TASK PROMPT: Go through the records below and copy out every line that contains the string "calm". The match is case-sensitive.

══ INPUT ROWS

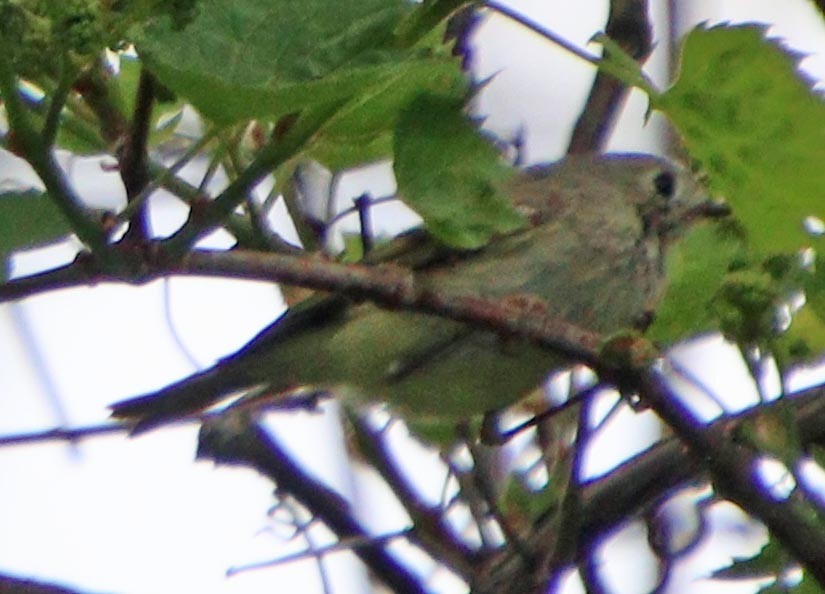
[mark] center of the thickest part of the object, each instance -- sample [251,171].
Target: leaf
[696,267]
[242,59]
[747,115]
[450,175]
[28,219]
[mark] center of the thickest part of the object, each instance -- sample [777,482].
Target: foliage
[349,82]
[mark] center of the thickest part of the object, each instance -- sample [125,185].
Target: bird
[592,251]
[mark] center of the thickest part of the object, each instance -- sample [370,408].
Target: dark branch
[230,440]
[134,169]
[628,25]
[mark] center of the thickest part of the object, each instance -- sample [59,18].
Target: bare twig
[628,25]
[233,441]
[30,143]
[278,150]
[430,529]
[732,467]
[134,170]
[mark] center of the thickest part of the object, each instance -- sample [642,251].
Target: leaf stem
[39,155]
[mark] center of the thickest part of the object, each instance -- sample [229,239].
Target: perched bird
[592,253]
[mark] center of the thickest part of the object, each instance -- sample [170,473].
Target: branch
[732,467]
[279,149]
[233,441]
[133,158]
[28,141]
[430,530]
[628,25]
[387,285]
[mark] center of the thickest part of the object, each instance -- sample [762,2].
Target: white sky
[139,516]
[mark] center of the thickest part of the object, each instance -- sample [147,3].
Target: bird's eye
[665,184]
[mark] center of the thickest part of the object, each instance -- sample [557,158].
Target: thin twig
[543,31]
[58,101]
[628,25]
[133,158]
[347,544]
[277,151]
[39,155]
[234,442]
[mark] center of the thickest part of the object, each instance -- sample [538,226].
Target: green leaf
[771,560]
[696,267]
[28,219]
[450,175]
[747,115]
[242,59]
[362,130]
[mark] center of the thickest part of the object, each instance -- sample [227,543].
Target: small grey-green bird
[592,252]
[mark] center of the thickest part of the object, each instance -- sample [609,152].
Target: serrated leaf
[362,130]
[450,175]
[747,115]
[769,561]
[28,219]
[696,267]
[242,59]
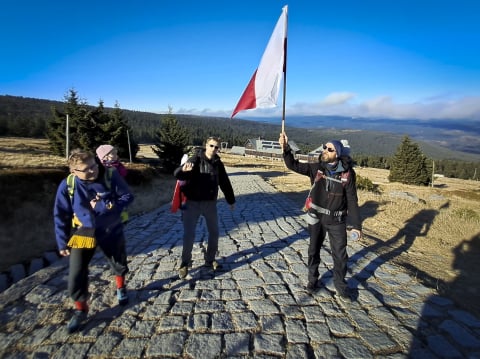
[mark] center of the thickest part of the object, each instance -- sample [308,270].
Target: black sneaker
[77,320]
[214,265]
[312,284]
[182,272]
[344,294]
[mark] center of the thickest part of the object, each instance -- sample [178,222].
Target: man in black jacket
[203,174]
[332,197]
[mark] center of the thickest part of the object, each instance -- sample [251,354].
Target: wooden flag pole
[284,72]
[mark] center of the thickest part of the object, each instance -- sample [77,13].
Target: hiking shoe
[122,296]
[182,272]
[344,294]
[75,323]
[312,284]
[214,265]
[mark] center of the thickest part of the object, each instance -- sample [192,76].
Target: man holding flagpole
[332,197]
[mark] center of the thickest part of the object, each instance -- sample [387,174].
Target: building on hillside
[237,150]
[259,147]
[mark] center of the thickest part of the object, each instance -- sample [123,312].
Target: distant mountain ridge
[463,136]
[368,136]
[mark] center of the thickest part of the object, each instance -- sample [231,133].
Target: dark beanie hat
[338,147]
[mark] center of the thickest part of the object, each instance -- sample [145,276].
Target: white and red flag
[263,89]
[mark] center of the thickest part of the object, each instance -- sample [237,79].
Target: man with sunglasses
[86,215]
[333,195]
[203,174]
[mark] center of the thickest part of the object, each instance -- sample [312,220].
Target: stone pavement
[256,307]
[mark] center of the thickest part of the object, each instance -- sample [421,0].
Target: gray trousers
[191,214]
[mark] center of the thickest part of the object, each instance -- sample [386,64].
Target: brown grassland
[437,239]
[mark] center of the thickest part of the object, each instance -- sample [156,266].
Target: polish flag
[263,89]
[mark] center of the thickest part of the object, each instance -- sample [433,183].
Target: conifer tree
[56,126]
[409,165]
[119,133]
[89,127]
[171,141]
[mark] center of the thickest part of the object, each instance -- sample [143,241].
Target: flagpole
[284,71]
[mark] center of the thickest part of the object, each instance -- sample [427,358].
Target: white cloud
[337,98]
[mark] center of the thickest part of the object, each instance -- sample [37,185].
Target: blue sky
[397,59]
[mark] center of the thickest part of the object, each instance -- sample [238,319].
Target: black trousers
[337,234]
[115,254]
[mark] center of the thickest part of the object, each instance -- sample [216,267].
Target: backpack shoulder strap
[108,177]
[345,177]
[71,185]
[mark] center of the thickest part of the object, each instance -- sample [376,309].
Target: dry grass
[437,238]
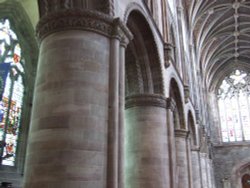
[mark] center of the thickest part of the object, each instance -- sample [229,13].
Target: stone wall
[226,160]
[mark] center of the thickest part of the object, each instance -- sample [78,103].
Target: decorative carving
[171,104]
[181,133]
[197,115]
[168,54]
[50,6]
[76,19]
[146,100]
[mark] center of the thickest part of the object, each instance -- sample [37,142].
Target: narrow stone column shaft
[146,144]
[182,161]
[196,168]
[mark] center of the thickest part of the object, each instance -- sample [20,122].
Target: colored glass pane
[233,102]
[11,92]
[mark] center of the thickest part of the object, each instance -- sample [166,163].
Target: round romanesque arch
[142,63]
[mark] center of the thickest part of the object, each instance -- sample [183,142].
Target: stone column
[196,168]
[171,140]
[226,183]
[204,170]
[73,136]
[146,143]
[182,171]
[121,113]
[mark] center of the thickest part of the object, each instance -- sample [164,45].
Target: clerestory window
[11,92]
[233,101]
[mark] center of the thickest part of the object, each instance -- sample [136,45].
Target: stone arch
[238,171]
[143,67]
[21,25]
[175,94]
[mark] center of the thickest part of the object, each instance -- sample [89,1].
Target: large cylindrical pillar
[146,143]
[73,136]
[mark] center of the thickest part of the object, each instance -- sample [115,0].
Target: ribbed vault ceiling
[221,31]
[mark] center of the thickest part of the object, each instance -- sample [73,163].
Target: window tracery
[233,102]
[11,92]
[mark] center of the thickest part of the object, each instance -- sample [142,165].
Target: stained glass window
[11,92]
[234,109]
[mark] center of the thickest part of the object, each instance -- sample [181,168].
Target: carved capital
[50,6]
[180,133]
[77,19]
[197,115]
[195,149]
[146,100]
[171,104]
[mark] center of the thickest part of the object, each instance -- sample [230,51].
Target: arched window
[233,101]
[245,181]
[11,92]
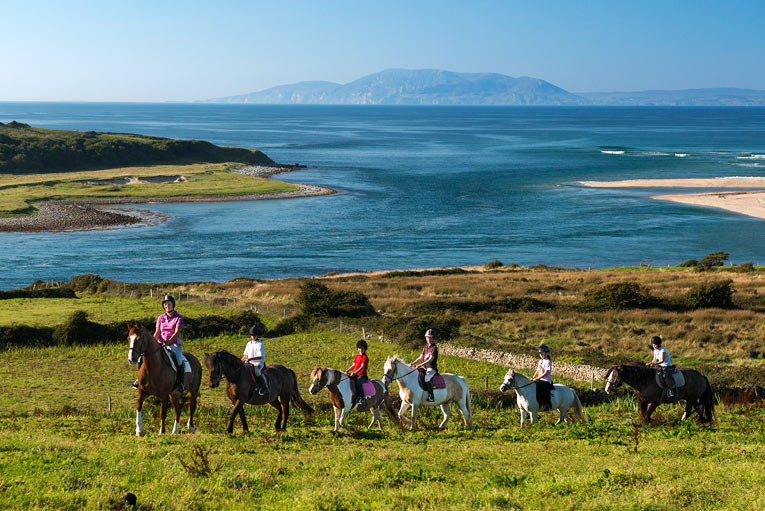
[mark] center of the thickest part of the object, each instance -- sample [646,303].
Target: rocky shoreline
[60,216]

════
══ INPUT ROWS

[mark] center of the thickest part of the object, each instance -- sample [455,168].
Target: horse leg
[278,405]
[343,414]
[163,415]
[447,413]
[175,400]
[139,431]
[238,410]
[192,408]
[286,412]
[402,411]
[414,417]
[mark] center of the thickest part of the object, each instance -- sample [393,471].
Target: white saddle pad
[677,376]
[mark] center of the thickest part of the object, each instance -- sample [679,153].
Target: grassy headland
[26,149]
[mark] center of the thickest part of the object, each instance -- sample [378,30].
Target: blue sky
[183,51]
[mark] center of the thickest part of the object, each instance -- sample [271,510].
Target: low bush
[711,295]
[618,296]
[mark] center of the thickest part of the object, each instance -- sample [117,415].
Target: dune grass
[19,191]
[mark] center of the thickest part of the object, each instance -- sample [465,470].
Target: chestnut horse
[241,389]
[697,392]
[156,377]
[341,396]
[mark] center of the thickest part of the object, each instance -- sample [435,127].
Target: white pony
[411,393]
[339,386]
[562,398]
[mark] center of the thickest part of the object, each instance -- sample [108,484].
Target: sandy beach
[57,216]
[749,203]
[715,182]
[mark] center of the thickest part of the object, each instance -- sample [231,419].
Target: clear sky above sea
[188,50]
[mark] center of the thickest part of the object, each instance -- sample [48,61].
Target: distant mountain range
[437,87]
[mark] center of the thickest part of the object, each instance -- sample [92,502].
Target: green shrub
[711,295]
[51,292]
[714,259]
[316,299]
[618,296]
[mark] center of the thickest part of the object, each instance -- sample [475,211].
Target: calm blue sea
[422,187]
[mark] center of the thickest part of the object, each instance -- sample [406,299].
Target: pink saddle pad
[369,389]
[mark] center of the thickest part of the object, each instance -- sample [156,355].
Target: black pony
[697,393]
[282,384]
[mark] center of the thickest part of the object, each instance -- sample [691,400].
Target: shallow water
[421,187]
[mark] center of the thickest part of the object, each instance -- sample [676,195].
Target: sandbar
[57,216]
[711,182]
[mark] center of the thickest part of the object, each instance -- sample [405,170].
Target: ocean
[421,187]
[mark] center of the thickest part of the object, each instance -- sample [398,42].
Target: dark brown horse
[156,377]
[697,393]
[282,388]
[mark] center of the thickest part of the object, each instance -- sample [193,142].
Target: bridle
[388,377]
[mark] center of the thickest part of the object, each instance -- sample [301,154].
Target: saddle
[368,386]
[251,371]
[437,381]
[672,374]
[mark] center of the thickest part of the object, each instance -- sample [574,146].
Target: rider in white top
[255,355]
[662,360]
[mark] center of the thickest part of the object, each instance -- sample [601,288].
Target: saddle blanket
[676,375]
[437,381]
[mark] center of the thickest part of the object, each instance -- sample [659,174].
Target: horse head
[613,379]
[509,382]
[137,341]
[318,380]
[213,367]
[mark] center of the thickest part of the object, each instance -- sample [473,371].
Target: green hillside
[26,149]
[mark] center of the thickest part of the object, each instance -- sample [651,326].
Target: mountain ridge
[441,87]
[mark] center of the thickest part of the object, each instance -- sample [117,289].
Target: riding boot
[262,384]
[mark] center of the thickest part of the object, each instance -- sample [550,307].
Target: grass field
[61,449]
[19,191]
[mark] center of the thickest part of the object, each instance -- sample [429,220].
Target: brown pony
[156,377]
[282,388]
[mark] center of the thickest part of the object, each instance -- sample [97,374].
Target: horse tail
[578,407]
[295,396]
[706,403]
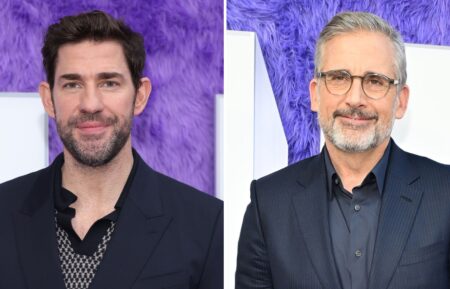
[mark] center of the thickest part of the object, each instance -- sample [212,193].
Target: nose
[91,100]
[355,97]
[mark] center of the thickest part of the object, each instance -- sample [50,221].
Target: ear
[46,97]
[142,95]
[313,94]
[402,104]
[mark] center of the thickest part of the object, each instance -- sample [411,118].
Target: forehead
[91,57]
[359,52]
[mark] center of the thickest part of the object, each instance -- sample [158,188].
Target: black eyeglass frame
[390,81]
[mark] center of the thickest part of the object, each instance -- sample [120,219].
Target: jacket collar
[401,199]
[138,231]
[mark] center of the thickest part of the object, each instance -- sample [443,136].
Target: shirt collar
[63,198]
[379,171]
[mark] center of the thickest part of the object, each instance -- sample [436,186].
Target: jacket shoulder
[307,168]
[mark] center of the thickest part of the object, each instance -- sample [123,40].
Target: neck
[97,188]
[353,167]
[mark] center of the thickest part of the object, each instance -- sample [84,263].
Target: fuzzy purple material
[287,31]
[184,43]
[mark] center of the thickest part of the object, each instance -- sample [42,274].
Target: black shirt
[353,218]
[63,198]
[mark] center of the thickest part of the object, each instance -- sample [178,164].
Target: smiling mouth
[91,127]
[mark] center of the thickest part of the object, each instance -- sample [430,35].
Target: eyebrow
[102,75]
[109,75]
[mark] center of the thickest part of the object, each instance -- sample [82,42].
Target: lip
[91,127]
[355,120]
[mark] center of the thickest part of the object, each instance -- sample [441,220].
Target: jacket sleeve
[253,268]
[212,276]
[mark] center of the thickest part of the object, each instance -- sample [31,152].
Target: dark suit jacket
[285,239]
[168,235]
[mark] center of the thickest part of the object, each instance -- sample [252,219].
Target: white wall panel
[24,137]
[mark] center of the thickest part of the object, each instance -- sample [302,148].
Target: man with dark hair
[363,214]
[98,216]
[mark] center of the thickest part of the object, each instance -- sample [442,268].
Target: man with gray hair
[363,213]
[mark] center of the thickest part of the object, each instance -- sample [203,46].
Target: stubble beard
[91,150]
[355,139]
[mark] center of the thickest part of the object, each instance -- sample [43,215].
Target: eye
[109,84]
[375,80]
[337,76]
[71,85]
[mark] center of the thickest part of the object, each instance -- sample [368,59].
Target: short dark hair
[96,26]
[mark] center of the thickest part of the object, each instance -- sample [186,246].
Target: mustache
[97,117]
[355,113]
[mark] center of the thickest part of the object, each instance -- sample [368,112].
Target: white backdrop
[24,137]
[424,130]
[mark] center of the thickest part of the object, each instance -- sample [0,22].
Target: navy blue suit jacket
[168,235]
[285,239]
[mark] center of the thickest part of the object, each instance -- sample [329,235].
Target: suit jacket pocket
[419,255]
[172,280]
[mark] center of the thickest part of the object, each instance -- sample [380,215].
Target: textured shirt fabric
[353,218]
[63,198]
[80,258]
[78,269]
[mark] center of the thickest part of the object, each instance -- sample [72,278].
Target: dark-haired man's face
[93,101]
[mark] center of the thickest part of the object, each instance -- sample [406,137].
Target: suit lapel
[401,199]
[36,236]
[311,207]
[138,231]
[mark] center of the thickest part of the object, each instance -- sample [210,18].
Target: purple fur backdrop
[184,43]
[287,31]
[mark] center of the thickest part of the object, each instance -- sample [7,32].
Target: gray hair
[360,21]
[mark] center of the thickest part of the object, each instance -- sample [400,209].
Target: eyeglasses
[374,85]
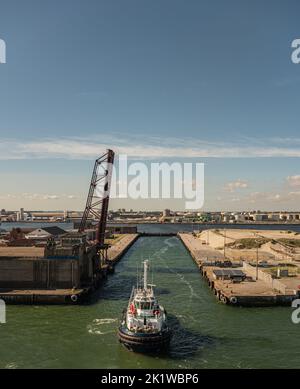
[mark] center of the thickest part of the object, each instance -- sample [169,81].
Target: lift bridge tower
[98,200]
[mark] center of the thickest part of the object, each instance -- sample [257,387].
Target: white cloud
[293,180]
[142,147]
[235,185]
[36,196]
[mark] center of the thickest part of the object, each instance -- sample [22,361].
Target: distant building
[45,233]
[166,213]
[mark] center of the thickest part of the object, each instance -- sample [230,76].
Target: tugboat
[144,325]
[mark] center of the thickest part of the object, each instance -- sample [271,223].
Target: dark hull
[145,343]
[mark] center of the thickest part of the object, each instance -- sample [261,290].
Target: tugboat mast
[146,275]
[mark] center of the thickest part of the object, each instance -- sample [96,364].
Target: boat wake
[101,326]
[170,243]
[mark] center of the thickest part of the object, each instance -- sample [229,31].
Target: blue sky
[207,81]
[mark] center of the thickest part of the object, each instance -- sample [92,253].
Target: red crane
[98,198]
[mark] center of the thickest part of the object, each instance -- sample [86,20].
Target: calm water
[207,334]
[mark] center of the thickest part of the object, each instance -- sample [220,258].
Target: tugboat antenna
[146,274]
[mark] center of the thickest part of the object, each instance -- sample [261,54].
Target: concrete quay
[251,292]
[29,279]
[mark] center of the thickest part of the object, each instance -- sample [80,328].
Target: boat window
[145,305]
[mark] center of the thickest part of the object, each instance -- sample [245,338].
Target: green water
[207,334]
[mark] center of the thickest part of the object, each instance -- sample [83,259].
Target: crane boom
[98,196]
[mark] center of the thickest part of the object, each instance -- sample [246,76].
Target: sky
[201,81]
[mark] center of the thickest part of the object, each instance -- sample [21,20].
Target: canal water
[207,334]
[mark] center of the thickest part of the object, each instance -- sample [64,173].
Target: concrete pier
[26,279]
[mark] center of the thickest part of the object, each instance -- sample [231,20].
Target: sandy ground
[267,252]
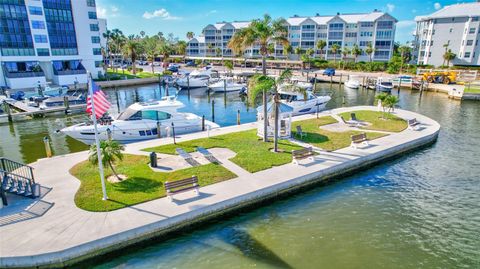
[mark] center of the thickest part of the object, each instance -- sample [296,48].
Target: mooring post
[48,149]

════
══ INPUT ROWS

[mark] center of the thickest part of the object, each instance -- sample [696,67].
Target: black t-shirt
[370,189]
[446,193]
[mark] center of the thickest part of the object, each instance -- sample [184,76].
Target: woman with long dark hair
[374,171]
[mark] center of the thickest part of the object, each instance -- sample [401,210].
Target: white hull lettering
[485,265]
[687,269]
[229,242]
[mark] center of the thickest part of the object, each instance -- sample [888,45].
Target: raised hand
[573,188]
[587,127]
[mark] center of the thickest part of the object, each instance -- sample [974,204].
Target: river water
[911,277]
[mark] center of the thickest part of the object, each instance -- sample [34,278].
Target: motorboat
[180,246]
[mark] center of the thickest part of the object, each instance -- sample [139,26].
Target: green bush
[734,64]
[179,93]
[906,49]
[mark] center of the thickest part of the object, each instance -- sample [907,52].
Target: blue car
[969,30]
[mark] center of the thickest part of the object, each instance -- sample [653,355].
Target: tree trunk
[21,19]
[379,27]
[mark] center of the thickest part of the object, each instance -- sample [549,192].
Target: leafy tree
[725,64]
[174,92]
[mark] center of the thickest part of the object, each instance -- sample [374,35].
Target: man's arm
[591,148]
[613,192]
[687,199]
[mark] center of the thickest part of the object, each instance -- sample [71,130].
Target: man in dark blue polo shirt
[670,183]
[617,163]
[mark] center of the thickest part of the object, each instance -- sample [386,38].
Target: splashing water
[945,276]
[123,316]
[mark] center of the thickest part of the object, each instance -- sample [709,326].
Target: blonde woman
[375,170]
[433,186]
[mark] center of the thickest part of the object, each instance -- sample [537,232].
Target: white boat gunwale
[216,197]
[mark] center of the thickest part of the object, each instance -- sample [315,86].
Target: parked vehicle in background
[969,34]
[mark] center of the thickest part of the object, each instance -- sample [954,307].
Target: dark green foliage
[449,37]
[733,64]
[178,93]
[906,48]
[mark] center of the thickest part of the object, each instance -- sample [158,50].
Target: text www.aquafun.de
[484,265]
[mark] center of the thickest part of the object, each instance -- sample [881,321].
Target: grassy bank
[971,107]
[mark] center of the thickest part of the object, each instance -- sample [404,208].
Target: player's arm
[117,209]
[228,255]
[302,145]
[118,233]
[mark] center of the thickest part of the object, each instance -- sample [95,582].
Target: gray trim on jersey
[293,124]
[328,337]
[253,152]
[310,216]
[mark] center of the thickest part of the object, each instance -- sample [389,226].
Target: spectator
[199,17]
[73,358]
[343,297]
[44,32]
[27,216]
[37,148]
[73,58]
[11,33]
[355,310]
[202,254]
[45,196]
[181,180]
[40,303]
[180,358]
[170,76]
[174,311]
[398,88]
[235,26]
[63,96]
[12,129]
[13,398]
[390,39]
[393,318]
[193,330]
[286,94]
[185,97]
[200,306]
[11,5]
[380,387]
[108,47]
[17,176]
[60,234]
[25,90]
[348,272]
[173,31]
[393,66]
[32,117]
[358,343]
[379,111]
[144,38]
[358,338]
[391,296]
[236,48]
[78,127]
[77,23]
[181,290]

════

RESULT BELOW:
Target: calm blue sea
Target: calm water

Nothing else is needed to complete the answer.